SUPPLIED TEXT
━━━━━━

Moreover, it is true that there are also populations of assimilated Westernized Muslims like Stephen Schwartz, Irshad Manji, and Dr. Zudhi Jasser that practice Islam for the most part like adherents of any other faith-based religion, as they reject Islam’s jihad ideology. Those assimilated Westernized Muslims consider themselves to be devout Muslims too. However, the reality is those assimilated Westernized Muslims don’t follow the true Islam that the vast majority of Muslims around the world follow, and they also make up a small minority of Muslims living in the West.
In addition, some of those assimilated Westernized Muslims have also started reform movements in an effort to attempt to reform Islam. However, because the devout Muslims of true Islam see them as apostates from true Islam that should be executed, they have zero followings among followers of true Islam, as it is highly unlikely if not impossible that Islam can ever be reformed, since Islam’s text are immutable because they are considered divine.
I think a lot of the misunderstanding of Islam stems from the fact that people like Ron Radosh and John Guardiano naively assume that Islam is like any other faith-based religion and that Muslims are like adherents of other faith-based religions. However, in stark contrast to faith-based religions, Islam unique in the world is a religion of submission that forbids the freedom of conscience under the pain of death.
For instance, as an adherent of a faith-based religion I can freely pick and choose what it is I will believe and what it is I will reject, and I can even freely choose to leave the religion if I so desire. However, if I were a Muslim, on the other hand, I have no choice in the matter since in effect I’m a slave of Allah. Hence, if I so much as question the texts and tenets of Islam that would constitute blasphemy, and blasphemy is a serious offense in Islam that is punished under the pain of death. Furthermore, as a Muslim I wouldn’t be able to freely leave the religion of Islam if I so desired, as murtaad (apostasy) is a serious offense that under Islam is likewise punished under the pain of death.
Moreover, all Muslims must also submit to the will of Allah. Hence, in Islam you are either a Muslim, i.e., slave of Allah, or you are the infidel, and if you are the latter, then you must be executed. There is no middle ground in Islam or half ass Muslims, as Islam demands total submission.

━━━━━━

DATA FOR REVIEW
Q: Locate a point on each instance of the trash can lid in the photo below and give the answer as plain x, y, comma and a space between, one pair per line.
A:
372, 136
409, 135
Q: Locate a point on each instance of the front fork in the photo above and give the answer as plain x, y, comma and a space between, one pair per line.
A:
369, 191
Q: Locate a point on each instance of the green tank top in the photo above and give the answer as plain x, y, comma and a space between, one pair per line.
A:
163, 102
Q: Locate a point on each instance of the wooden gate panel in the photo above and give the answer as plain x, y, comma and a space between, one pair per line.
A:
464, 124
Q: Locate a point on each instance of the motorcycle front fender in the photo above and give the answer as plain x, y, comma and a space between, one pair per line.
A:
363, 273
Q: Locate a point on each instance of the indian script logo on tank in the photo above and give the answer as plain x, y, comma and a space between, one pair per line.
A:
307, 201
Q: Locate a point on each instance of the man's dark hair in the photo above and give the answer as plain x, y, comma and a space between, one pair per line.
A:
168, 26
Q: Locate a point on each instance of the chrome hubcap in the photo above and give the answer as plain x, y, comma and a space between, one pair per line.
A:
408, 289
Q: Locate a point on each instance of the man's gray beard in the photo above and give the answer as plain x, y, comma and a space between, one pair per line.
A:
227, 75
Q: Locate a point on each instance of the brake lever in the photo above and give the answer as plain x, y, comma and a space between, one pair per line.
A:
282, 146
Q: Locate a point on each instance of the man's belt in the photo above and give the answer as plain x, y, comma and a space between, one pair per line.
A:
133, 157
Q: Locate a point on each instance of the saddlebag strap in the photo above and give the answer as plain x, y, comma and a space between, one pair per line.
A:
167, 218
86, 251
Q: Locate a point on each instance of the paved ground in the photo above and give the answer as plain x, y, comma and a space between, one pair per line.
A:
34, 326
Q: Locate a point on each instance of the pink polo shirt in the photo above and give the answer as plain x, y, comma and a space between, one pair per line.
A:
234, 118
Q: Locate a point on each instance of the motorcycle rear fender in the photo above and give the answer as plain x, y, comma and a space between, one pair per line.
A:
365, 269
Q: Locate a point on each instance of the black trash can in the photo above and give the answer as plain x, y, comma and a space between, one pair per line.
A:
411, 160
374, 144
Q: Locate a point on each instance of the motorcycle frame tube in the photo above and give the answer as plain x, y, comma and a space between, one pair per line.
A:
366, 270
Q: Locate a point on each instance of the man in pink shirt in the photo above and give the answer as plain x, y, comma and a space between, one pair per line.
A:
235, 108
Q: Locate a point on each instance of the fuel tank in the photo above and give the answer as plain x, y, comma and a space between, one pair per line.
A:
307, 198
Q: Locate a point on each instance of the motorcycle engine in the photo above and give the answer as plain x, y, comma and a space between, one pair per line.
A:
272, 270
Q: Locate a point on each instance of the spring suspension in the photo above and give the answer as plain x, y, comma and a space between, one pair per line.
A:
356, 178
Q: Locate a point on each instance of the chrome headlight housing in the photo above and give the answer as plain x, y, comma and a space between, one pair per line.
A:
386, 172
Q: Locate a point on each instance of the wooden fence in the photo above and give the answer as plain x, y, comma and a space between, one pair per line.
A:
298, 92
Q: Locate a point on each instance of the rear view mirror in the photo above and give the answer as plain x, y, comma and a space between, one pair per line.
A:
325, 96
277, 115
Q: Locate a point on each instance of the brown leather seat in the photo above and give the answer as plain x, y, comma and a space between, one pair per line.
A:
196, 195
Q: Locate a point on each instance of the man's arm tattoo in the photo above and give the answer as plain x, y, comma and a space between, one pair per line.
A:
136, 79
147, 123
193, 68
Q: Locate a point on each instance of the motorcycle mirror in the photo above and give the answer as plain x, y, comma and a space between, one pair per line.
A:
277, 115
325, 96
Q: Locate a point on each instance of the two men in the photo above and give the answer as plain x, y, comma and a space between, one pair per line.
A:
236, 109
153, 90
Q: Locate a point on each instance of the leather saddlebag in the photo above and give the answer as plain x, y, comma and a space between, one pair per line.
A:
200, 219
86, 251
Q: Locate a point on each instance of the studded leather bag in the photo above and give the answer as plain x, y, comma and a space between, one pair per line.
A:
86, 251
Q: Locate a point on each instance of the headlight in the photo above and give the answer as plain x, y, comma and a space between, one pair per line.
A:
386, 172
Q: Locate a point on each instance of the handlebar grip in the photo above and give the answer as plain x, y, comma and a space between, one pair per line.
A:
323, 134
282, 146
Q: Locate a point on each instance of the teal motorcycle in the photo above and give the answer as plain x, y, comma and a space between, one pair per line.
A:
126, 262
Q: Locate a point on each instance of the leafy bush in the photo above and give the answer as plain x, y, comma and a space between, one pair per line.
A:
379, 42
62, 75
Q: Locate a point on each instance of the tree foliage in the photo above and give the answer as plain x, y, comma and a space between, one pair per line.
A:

━━━━━━

ASSIGNMENT 1
Reproduce the passage on Islam above from "In addition, some" up to and including "conscience under the pain of death.".
ASSIGNMENT 2
Rewrite the paragraph of the passage on Islam that begins "In addition, some of those assimilated" as a shorter paragraph, keeping its main facts.

ANSWER SECTION 1
In addition, some of those assimilated Westernized Muslims have also started reform movements in an effort to attempt to reform Islam. However, because the devout Muslims of true Islam see them as apostates from true Islam that should be executed, they have zero followings among followers of true Islam, as it is highly unlikely if not impossible that Islam can ever be reformed, since Islam’s text are immutable because they are considered divine.
I think a lot of the misunderstanding of Islam stems from the fact that people like Ron Radosh and John Guardiano naively assume that Islam is like any other faith-based religion and that Muslims are like adherents of other faith-based religions. However, in stark contrast to faith-based religions, Islam unique in the world is a religion of submission that forbids the freedom of conscience under the pain of death.

ANSWER SECTION 2
Some assimilated Westernized Muslims have started movements to reform Islam. Devout Muslims of true Islam see them as apostates who should be executed, so they have no following among those Muslims. Reforming Islam is highly unlikely if not impossible, since its texts are considered divine and therefore immutable.